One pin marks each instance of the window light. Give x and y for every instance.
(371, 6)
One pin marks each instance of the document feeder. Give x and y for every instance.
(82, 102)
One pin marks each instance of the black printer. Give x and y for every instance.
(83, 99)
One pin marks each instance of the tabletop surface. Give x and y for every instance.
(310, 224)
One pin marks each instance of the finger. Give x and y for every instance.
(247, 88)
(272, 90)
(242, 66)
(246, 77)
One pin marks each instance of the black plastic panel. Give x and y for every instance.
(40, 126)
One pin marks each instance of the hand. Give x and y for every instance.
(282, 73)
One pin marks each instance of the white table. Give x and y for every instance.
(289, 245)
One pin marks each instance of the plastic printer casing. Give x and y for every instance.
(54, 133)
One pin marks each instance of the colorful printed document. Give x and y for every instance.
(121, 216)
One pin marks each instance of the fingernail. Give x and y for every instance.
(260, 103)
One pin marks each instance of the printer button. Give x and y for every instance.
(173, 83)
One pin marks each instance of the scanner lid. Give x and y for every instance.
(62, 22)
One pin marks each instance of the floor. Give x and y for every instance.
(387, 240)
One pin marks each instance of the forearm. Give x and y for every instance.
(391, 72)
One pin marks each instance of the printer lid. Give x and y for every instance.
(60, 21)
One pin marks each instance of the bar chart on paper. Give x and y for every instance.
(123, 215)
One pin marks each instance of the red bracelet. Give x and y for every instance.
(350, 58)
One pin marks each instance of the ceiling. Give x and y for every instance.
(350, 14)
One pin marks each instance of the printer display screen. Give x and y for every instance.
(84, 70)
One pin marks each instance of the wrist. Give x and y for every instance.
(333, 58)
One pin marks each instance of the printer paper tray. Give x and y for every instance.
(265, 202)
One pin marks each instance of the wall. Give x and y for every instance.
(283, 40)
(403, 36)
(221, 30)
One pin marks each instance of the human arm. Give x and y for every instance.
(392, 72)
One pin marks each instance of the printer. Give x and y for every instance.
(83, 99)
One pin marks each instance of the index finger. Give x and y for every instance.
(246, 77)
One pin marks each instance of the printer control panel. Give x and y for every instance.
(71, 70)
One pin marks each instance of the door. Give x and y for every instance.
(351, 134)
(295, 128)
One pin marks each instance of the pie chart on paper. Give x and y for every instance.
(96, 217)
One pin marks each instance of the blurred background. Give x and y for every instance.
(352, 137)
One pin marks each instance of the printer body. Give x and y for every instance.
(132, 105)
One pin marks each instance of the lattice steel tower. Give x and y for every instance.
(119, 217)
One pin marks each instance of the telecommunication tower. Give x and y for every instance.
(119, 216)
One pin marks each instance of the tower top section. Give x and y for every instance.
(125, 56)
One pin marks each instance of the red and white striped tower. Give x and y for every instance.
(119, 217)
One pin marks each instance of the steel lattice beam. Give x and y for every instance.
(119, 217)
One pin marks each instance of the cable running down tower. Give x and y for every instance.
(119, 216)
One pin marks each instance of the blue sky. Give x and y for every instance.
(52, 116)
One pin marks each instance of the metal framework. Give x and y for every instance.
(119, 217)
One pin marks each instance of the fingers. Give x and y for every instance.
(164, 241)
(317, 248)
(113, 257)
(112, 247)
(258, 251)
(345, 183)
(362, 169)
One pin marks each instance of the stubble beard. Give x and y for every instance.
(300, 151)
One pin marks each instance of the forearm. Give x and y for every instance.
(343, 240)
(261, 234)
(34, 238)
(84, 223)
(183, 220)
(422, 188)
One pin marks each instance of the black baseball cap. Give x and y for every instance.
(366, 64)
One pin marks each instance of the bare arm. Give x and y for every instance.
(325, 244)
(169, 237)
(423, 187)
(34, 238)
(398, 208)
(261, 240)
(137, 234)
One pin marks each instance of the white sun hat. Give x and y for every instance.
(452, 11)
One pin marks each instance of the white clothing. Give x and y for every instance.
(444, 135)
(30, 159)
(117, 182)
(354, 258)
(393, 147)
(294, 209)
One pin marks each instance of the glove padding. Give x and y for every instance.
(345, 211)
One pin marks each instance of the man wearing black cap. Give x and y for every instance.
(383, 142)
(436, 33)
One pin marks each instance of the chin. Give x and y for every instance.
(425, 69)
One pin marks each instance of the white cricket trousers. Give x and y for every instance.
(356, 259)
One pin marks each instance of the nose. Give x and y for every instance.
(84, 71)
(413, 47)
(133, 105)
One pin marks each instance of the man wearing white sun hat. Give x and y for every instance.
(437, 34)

■ ■ ■ ■

Restate the data above word for word, please.

One pin marks each instance of the window light. Give x and y for every instance.
(371, 6)
One pin marks each instance of the document feeder. Give x and y for every instance.
(82, 102)
One pin marks each instance of the black printer. Give x and y for every instance.
(83, 99)
One pin marks each instance of the tabletop surface. Give x and y for every instance.
(310, 224)
One pin marks each instance of the finger. Give x and y for every instance.
(247, 88)
(272, 90)
(242, 66)
(246, 77)
One pin marks each instance of the black plastic panel. Give x and y for every instance.
(40, 126)
One pin marks each instance of the hand. Give x and y for every instance.
(282, 73)
One pin marks each instance of the white table. Give x and y for every instance.
(289, 245)
One pin marks each instance of the plastic printer casing. Give x and y for every instance.
(54, 133)
One pin marks each instance of the colorful printed document. Give x and y for every instance.
(121, 216)
One pin marks each instance of the fingernail. Give x and y for every instance.
(260, 103)
One pin marks each instance of the printer button. Give x and y for every instance.
(173, 83)
One pin marks each instance of the scanner lid. Give x and y for every instance.
(62, 22)
One pin marks each instance of the floor. Give x and y for every instance.
(387, 240)
One pin marks each instance of the forearm. Give x and y for every instance.
(391, 72)
One pin marks each instance of the printer lid. Give x and y for every instance.
(60, 21)
One pin marks each instance of the bar chart on paper. Give x and y for every instance.
(123, 215)
One pin marks each instance of the red bracelet. Give x and y for every instance.
(350, 58)
One pin marks each instance of the ceiling. Give x and y for every instance.
(350, 14)
One pin marks each instance of the printer display screen. Give x and y for every instance.
(84, 70)
One pin marks each instance of the wrist. Give x and y for every instance.
(333, 58)
One pin marks each instance of the printer paper tray. Give x and y for every instance.
(265, 202)
One pin marks each instance of the wall. Give x and y for every instance.
(283, 40)
(403, 36)
(221, 30)
One pin marks each instance of the human arm. Give x and y for every instance.
(392, 72)
One pin marks each instance of the printer. Give x and y for every instance.
(83, 99)
One pin marks each instance of the index finger. Give x and y for every instance.
(246, 77)
One pin marks each instance of the printer control panel. Give x and y for every instance.
(71, 70)
One pin marks each instance of the door. Give x and y for every instance.
(351, 134)
(295, 128)
One pin marks each instance of the pie chart on paper. Give x and y for every instance.
(96, 217)
One pin marks each instance of the blurred background. Give x and y for every instance.
(352, 137)
One pin marks each instance of the printer body. Give x and y for every instance.
(132, 105)
One pin marks each instance of the lattice steel tower. Give x and y for every instance.
(119, 217)
One pin marks each instance of the telecommunication tower. Give x and y for every instance.
(119, 216)
One pin marks each instance of the tower top section. Give x and y for every instance.
(125, 56)
One pin marks each instance of the red and white striped tower. Give x and y for every instance.
(119, 217)
One pin marks each instance of the steel lattice beam. Give x and y for every instance.
(119, 217)
One pin marks each instance of the cable running down tower. Give x and y for every instance.
(119, 216)
One pin marks each instance of the blue sky. Give x and y for every instance.
(52, 116)
One pin marks each instance of the metal framework. Give x and y for every instance.
(119, 217)
One pin marks each instance of the fingers. Give x and y for every instance.
(164, 241)
(317, 248)
(113, 257)
(112, 247)
(258, 251)
(345, 183)
(362, 169)
One pin marks each instance of the stubble beard. Give x and y for every instance.
(300, 151)
One pin marks each instance of the forearm. Give x and y for every instance.
(343, 240)
(261, 234)
(34, 238)
(84, 223)
(183, 220)
(422, 188)
One pin marks each instance of the black baseball cap. Give x and y for every instance.
(366, 64)
One pin marks each instance of the bare arm. Give x and y for every instance.
(325, 244)
(169, 237)
(423, 187)
(34, 238)
(398, 208)
(261, 240)
(137, 234)
One pin marks each instance of the white sun hat. Give x and y for every instance.
(452, 11)
One pin marks each instance of the white clothing. Give x and y for every instance.
(444, 135)
(30, 159)
(117, 182)
(354, 258)
(393, 147)
(294, 209)
One pin marks each instance of the glove padding. Give x and y for every instance.
(345, 211)
One pin marks each instance of the man wearing black cap. Give x and y for every instance.
(383, 142)
(436, 33)
One pin marks each instance of the chin. Give x and y for every instance.
(425, 69)
One pin marks each instance of the white cricket trousers. Give x and y for every instance.
(356, 259)
One pin marks each instance of the nose. Give x and y for every instance.
(84, 71)
(413, 47)
(133, 105)
One pin marks each instance of the man wearing white sun hat. Give x and y for every instance.
(437, 34)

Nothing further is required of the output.